◆ AUFGABE ◆
Wer bewertete laut dem Seitenauszug die Übersetzungen in den Blindtests?

◆ SEITENAUSZUG ◆
§ §

Lipski: Wir haben Übersetzungen des DeepL-Übersetzers aus verschiedensten Bereichen mit denen der Konkurrenz verglichen – Texte aus Zeitungsartikeln, Rechtstexte, Business, literarische Texte, Umgangssprache, wissenschaftliche Artikel. In allen Bereichen wurden die DeepL-Übersetzungen in Blindtests von professionellen Übersetzern mehrheitlich als beste Übersetzungen bewertet. Das Feedback zu den DeepL-Übersetzungen war überwältigend, alle Tests vor der Markteinführung zeigten, dass der DeepL-Übersetzer die Konkurrenz in der Qualität weit übertrifft. Probieren Sie es selbst aus.

TR: Bislang kommt die DeepL-Website ohne Werbung aus – jeder kann sie frei nutzen. Welches Geschäftsmodell wollen Sie auf längere Sicht verfolgen? Werbung? Oder den Verkauf der Software an Unternehmen?

§ §

◆ Räumliche Annotationseinträge ◆
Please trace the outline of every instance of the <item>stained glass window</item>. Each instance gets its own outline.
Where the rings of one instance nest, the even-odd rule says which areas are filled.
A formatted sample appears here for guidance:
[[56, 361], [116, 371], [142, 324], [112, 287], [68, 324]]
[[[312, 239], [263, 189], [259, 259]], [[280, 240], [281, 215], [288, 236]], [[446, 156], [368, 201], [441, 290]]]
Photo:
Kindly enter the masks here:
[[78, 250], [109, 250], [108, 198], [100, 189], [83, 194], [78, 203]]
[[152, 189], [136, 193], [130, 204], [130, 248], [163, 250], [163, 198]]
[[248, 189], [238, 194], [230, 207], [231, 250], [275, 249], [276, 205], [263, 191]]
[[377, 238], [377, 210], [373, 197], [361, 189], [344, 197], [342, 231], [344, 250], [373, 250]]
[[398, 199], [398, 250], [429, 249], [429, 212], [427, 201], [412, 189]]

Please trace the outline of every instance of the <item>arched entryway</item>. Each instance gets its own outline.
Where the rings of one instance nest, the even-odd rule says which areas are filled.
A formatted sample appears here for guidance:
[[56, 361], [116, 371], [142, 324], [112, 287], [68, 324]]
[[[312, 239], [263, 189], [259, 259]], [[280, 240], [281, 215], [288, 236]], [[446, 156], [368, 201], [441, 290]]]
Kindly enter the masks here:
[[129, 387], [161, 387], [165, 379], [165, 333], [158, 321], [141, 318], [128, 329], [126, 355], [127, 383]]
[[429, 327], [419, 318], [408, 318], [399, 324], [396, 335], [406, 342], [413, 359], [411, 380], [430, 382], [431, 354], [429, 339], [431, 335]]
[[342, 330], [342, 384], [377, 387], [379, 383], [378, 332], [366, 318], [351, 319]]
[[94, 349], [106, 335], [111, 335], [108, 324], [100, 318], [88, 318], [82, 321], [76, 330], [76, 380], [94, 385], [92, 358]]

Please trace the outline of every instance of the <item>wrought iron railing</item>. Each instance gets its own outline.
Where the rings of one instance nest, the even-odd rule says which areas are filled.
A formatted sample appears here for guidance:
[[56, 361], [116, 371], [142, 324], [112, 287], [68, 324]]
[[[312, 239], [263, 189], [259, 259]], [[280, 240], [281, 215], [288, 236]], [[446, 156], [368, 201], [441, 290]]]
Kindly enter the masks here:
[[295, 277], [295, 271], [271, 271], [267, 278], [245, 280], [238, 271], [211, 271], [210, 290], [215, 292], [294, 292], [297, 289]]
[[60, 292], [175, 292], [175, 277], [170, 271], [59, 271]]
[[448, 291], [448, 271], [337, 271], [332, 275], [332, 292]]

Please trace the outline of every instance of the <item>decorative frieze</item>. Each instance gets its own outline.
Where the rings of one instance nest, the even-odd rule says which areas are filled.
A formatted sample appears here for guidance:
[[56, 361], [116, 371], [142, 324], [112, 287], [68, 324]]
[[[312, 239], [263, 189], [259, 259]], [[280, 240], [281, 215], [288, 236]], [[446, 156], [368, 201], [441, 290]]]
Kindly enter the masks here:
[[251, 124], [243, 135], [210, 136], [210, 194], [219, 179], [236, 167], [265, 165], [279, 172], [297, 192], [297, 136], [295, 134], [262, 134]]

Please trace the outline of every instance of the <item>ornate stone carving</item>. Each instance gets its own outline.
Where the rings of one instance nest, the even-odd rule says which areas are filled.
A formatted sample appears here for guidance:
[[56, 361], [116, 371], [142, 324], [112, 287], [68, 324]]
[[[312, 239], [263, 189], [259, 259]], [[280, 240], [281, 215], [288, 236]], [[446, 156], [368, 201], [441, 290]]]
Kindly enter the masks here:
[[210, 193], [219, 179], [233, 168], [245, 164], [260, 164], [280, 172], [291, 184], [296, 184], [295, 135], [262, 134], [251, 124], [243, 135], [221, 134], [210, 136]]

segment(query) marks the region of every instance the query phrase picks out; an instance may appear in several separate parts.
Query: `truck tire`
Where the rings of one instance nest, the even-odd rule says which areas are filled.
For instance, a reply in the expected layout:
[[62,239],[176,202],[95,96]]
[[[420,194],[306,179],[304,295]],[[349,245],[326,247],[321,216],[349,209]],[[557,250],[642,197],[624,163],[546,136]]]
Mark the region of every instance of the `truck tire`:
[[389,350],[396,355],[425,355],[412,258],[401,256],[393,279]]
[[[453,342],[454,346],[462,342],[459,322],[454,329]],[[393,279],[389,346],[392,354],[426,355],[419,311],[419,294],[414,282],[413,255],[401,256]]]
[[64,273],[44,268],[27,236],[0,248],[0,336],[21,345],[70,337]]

§ §

◆ LÖSUNG ◆
Professionelle Übersetzer.